### TASK DIRECTIONS
Return only the lines starting at the line that contains "TARGET: white pickup truck" and ending with the final line of the listing; include both endpoints.

(Position annotation records)
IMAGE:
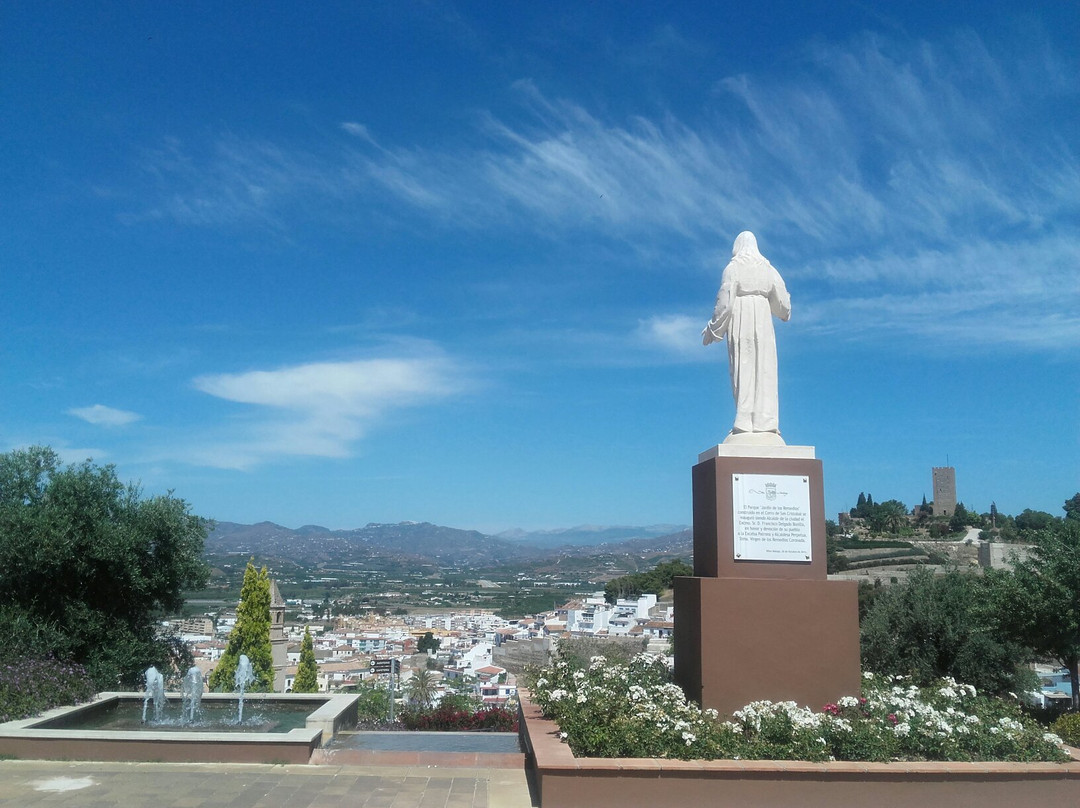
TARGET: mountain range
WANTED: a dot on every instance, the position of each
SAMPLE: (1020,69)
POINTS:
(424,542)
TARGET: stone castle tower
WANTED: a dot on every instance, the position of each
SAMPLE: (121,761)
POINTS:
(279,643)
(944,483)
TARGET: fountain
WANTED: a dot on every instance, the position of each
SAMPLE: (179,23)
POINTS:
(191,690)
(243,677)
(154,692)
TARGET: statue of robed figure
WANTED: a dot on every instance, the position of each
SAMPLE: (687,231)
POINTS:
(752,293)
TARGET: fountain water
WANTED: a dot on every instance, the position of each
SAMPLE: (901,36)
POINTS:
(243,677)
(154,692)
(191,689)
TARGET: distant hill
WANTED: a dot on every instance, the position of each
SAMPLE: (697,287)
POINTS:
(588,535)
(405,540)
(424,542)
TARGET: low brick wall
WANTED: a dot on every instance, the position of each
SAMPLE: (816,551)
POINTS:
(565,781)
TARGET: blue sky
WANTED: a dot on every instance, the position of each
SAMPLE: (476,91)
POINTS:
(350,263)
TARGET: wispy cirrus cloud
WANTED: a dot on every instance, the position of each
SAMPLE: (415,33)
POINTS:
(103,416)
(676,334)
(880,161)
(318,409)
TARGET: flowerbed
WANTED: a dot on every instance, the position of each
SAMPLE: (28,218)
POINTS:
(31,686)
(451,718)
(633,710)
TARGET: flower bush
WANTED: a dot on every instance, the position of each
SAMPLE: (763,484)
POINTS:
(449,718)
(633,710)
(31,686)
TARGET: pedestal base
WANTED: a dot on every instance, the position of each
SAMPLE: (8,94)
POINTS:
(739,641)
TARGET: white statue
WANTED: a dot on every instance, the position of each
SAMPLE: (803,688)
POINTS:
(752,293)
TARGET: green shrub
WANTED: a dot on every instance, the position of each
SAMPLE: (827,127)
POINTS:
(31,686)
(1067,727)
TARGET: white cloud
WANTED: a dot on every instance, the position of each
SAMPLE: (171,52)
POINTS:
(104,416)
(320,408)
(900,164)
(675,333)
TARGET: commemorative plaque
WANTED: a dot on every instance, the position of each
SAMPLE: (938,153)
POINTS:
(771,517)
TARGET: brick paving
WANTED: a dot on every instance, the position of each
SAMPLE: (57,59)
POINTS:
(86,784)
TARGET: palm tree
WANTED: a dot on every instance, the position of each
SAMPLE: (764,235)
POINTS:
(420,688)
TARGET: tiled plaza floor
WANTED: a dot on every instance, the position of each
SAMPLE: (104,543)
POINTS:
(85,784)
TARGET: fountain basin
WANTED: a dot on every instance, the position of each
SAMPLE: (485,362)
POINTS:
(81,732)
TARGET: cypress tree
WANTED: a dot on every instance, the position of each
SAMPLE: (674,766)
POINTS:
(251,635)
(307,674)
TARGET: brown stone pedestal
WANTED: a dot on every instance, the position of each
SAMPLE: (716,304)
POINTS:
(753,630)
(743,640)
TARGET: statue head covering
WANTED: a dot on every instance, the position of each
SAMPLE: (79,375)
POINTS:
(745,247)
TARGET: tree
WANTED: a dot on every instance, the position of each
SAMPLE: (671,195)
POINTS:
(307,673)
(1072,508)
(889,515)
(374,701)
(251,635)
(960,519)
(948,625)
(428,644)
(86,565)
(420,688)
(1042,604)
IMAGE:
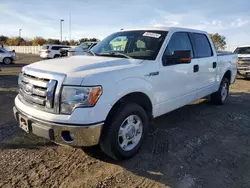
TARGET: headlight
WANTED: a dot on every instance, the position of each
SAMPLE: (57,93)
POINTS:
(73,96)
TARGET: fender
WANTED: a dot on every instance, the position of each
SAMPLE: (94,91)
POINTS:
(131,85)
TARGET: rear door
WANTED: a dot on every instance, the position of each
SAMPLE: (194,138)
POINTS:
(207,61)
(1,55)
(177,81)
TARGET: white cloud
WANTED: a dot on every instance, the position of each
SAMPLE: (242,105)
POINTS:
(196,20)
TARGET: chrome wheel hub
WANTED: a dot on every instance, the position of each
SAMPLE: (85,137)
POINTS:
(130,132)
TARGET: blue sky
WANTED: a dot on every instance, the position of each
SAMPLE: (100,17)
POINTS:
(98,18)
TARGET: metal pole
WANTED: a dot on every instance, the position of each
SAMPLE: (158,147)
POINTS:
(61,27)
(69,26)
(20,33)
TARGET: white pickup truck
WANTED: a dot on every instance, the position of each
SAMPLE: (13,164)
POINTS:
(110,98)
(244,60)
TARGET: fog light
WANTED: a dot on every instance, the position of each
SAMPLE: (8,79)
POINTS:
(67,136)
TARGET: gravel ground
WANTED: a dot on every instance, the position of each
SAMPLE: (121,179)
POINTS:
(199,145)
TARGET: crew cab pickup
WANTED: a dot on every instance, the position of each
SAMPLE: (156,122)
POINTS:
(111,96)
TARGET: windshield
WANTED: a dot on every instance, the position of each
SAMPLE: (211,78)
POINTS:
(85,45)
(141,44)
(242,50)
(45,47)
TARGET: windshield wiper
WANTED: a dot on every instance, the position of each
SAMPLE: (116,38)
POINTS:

### RESULT BELOW
TARGET: white pickup truck
WANTED: a dot on every instance, the position of each
SAMPLE: (13,164)
POINTS:
(110,98)
(244,60)
TARGET: fog light
WANTED: a dot on every instance, the position of each
SAMPLE: (8,79)
POINTS:
(67,136)
TARGET: gravel ground
WANTED: a dot on every instance, the position of each
SAMPLE: (121,179)
POINTS:
(199,145)
TARGET: crew cab pickup
WANTED: a dot on every instance, the position of each
SAMPLE: (156,122)
POINTS:
(111,96)
TARGET: windshield
WANTED: a dot on every instance, the position of each
SAMPLE: (211,78)
POINTS:
(85,45)
(141,44)
(242,50)
(45,47)
TARGET: windshield wiper
WANTED: a dot on every instance, the position of each
SAMPLE: (116,38)
POINTS:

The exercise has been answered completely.